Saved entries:

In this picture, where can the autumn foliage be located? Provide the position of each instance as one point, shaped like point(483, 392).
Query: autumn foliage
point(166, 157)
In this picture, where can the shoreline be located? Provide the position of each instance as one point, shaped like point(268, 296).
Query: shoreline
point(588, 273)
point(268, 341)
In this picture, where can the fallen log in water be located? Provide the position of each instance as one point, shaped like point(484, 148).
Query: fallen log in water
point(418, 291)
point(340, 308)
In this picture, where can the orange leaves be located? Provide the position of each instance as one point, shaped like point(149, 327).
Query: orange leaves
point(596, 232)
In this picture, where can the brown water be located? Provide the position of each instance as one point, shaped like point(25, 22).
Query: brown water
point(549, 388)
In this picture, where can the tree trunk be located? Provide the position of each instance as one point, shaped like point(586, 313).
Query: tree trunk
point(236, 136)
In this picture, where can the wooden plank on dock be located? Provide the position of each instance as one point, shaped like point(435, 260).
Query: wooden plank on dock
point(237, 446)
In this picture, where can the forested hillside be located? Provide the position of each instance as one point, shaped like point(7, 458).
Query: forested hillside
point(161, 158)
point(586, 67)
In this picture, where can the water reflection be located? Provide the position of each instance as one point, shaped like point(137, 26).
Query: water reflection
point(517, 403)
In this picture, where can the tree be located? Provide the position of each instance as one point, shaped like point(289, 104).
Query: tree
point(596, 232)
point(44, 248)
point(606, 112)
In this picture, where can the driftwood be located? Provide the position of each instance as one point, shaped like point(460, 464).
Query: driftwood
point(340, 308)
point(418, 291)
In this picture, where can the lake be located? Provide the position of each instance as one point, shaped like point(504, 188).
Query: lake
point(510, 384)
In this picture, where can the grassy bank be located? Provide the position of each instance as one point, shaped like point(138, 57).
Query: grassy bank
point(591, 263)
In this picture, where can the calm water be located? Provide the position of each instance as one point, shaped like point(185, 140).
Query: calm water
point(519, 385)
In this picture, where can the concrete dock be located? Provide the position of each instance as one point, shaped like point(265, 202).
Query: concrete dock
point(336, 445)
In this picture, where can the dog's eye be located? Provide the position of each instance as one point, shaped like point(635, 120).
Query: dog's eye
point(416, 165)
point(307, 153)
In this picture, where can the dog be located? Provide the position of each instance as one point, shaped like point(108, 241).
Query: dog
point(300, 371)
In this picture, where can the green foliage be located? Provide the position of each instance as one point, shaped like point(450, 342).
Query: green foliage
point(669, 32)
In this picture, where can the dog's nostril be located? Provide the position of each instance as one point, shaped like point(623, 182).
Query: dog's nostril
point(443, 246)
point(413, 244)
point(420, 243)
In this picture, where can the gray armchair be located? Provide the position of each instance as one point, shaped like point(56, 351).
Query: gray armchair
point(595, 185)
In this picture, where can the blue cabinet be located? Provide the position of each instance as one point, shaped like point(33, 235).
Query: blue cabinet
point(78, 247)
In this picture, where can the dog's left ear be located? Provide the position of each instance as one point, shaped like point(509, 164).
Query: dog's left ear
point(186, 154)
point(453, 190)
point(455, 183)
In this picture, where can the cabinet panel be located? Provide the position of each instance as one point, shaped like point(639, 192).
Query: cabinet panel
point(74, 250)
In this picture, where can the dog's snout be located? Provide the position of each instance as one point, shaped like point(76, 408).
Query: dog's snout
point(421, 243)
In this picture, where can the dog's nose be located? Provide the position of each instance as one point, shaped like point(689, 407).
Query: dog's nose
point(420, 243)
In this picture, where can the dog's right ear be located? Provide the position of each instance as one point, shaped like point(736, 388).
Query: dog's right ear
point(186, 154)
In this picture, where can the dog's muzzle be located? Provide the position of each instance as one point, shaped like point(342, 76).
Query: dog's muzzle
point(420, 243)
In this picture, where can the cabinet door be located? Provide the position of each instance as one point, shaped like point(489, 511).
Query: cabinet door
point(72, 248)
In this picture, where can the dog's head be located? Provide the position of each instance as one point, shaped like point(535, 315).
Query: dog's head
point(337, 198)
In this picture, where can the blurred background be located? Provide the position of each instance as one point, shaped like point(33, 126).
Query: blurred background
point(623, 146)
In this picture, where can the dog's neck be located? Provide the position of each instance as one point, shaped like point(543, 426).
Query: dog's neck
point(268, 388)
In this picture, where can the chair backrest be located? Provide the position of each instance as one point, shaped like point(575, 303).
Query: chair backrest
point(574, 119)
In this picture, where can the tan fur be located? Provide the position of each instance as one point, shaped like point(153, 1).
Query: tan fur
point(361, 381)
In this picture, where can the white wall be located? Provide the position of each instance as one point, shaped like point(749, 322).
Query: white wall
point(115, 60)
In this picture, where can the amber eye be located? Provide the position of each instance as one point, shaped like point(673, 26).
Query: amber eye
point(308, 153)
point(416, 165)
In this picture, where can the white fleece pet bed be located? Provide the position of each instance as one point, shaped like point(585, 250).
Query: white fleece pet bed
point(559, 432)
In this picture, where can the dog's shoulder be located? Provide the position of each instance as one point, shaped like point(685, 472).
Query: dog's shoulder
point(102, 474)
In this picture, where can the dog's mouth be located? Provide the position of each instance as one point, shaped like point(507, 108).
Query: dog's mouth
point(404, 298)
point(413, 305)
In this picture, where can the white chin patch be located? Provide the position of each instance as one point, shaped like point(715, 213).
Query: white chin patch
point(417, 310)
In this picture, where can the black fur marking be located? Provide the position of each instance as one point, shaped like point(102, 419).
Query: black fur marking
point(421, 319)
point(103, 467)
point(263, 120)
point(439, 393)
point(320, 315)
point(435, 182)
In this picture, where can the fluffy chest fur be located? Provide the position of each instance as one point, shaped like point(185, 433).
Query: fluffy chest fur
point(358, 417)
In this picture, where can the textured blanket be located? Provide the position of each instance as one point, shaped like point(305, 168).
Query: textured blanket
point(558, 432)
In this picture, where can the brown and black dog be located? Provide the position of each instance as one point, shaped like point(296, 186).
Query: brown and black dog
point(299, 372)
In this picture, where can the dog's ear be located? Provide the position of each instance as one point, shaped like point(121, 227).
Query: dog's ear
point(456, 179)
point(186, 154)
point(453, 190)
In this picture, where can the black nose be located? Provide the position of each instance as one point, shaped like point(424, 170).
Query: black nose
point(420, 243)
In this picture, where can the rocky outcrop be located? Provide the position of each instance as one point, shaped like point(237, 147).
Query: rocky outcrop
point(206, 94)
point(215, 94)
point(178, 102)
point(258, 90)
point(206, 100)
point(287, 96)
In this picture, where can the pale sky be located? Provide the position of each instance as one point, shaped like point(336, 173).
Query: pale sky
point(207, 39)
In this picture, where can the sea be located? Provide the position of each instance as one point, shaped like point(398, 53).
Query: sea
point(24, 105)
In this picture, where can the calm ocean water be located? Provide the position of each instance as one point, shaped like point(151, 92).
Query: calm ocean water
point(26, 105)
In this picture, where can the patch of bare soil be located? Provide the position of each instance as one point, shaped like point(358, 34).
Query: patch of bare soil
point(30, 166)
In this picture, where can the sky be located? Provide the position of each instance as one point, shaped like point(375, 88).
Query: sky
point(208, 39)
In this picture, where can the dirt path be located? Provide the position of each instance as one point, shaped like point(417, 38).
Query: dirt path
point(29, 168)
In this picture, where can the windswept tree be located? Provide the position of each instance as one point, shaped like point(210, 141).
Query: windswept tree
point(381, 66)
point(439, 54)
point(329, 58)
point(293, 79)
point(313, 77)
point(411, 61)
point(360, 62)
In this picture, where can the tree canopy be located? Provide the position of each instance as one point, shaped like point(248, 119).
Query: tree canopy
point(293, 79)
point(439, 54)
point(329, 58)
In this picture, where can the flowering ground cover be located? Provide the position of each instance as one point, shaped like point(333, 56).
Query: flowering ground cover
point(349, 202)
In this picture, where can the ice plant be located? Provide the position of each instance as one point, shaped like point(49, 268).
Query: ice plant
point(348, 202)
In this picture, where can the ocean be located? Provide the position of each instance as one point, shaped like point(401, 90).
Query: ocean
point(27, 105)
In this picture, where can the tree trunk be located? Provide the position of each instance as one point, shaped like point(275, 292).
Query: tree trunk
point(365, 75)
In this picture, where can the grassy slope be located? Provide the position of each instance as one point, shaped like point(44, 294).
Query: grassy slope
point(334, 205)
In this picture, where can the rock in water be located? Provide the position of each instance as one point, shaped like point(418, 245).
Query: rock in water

_Work to complete:_
Output each line exactly, from the first line of the data down to the line that contains "In this picture, where can the fallen", both included.

_Solution below:_
In this picture, where can the autumn foliage be located? Provide the position of each instance as one point, shaped like point(483, 392).
Query: autumn foliage
point(166, 157)
In this picture, where can the shoreline be located? Provide the position of each instance as one point, shaped like point(268, 296).
Query: shoreline
point(588, 273)
point(268, 341)
In this picture, where can the fallen log in water be located? Provide the position of each instance as one point, shaped like point(484, 148).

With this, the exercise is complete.